> _Reading passage_
>>>
Well, I am currently sat at a cafe in Orange Grove Shopping Estate on the Dutch side of the island while my car is being serviced at the Harley Davidson Garage.
It is a strange morning as I am sat in a French Cafe on the Dutch side where the menu is in French and the prices are in Gilders. The waitress said that they don’t really offer breakfast, although there are 5 choices of omelets on the menu. Plus, I have left my car at a Harley Davidson Garage, even though they mostly fix cars. Seems very St. Martin if you ask me.
At any rate…. I am stuck here for two hours while they service / fix the car so I figured that I would drag you through this time with me.
Chris keeps telling me that I’m not blogging enough, and I reply “but I have nothing to blog about as I’m not scuba diving.” He said “Blog about something else, blog about your pregnancy.” But you don’t want to hear about that. I went to lunch with my good friend Emma the other day, (she is also pregnant and due one week before I am) and we were talking about pregnancy and babies the whole time. Even Chris (who was with us) threw his arms up at one point and said something like “Do I really need to know this?” (I think this was in response to some discussion concerning flatulence, or perhaps it was our boobs, can’t remember.) So, if my own husband can’t handle sitting with a bunch of pregnant ladies talking openly about the whole experience, perhaps you won’t enjoy it either… I will save you, don’t worry.
Thing is… Diving is what I love to write about, and I just haven’t been doing any of that lately. That isn’t your fault though, so Chris is right (don’t tell him I said that) and I shouldn’t be punishing you. Instead, I think that I will write about… hmmmm, let me think…. I know…. diving! Perhaps it won’t be any dives that I have done recently, but diving nonetheless.
(Note to reader: do not order the freshly squeezed orange juice at Le Champagne French Bistro, it is not fresh and I am dubious as to whether it was actually composed of oranges at all).
When I asked on Facebook the other day for some suggestions on what to blog about, Dana Davis suggested “how to dive together and stay married (or, why do so many people dive without their spouse?)” and I thought this was a great idea.
Now, as I am married to my dive buddy I have a little bit of experience on this. I suppose that I’m not just married to my dive buddy, but I am also married to my business partner, so there is an added level to this. However, I feel qualified to write about this subject.
(Note to reader: do not order the cafe au lait at Le Champagne French Bistro, it comes out lukewarm in a cup that looks like an inverted cone with a ridiculously shaped handle, and leaves a horrible metallic taste in your mouth).
When I first met Chris, we met through diving. I think I had about 10 dives at this point, and he had about 200. So to me, at that time, he was some sort of Dive God! (Don’t tell him I said that….!) His buoyancy was super sexy and oh… the way he cleared his mask! (Just kidding! It wasn’t exactly like that, but his dive skills were pretty impressive to that young diver Sally). He was my dive guide and chaperone (pretty sure he broke some rules on that trip 🙂 ) and diving was what really brought us together. However, there are millions of couples that become a couple and THEN start diving together. Or one is already a diver and the other then becomes a diver.
<<<
> _Written problem 1_
How would you put this sentence from the St. Martin diving blog post into Spanish: "When I first met Chris, we met through diving."
> _Written problem 2_
Could you resume the St. Martin diving blog post right after its last sentence?

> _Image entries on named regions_
>>>
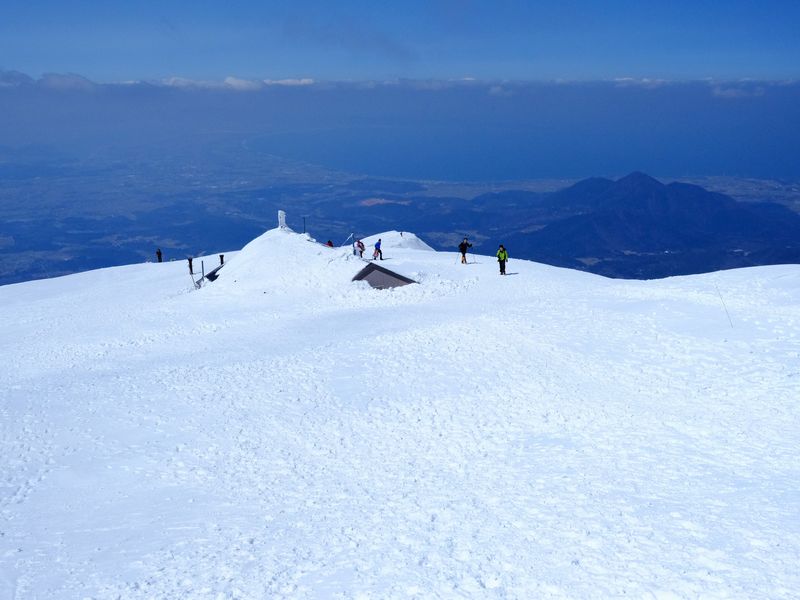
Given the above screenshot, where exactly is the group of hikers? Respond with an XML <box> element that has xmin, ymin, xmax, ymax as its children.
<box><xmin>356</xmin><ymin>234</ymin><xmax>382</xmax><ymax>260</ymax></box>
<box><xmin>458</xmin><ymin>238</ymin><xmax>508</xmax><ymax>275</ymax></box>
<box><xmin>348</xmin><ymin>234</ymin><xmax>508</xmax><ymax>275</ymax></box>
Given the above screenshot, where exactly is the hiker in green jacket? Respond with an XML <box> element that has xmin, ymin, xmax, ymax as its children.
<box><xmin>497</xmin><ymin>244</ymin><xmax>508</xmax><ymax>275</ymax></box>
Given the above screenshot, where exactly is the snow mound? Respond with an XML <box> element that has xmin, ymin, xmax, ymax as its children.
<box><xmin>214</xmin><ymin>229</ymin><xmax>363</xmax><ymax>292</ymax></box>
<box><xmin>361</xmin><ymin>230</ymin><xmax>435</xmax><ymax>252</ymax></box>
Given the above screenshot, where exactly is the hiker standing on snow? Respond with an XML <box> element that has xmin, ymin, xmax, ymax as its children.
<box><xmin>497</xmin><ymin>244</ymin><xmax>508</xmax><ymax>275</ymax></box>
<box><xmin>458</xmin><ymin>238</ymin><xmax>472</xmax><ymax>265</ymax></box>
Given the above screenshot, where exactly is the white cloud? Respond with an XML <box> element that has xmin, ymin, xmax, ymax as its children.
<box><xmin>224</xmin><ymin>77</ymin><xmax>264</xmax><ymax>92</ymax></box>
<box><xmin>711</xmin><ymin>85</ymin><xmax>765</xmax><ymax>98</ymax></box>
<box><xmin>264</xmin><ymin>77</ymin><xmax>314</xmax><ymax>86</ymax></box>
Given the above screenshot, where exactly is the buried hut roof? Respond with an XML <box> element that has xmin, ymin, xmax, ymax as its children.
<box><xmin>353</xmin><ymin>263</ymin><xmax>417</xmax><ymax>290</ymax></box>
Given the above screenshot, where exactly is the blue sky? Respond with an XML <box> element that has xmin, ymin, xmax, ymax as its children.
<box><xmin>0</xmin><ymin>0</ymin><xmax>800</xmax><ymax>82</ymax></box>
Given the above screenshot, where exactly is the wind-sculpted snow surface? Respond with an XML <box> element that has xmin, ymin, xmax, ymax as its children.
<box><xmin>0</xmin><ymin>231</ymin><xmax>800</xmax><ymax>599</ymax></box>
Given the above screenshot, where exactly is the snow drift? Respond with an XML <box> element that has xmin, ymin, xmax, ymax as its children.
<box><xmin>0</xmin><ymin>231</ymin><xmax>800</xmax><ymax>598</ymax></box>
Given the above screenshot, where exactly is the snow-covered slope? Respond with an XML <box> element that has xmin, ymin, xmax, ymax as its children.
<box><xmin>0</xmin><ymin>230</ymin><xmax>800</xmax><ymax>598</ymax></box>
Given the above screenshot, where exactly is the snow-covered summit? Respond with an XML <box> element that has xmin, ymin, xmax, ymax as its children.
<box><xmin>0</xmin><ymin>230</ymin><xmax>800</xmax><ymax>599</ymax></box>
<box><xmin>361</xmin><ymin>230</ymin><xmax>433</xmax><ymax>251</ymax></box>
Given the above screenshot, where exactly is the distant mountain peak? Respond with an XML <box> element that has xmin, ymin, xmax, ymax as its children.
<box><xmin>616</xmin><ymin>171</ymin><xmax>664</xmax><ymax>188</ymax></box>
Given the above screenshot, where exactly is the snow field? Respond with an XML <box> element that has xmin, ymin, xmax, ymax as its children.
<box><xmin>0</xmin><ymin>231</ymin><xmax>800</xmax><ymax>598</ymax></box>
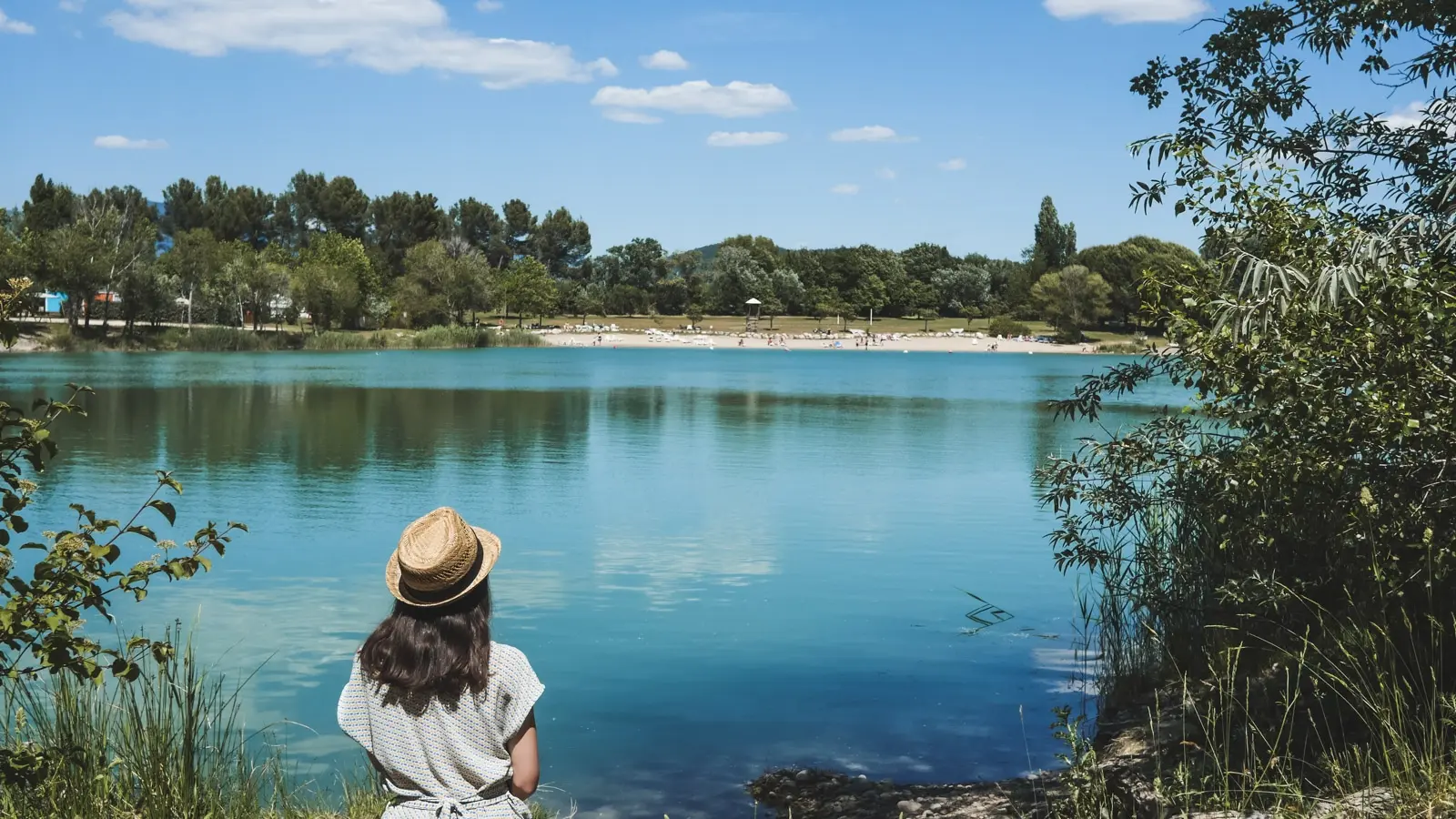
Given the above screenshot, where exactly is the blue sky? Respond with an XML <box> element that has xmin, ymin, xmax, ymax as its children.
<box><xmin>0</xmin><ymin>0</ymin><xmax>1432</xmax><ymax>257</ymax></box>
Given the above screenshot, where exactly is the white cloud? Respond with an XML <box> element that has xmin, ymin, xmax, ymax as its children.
<<<
> _Task output 1_
Cuando conocí a Chris, nos conocimos a través del buceo.

> _Task output 2_
What you have to ask yourself as a couple is do you both really want to dive? I can’t tell you how many couples we have all taught where one person just really isn’t into it. They are just doing it to support their spouse. On one hand, this is great. We all watch crap TV sometimes because our husbands favorite show about cars is on the TV (or aliens… Chris loves those Nat Geo shows about aliens and I CAN’T STAND THEM.) On the other hand, this level of support doesn’t always work when diving is concerned because you really need to want to dive. When you take the Open Water course (the first level of scuba certification) we ask you to do some things that you may not like. For example taking your regulator out of your mouth, or taking your mask off your face. If you don’t really want to dive, then this does seem like torture and you will most likely resent your spouse and your dive instructor at that point and not want to dive again ever!
The best thing to do, is if you are couple thinking about getting certified and one person really isn’t sure, then do a discover scuba dive first. This is a way of just diving, just having fun, no real skills to do. The experience will either get you hooked and signed up for the course or… it shows you that perhaps diving is something for your significant other, and a chance for you to relax with a good book by the pool and do what you want to do.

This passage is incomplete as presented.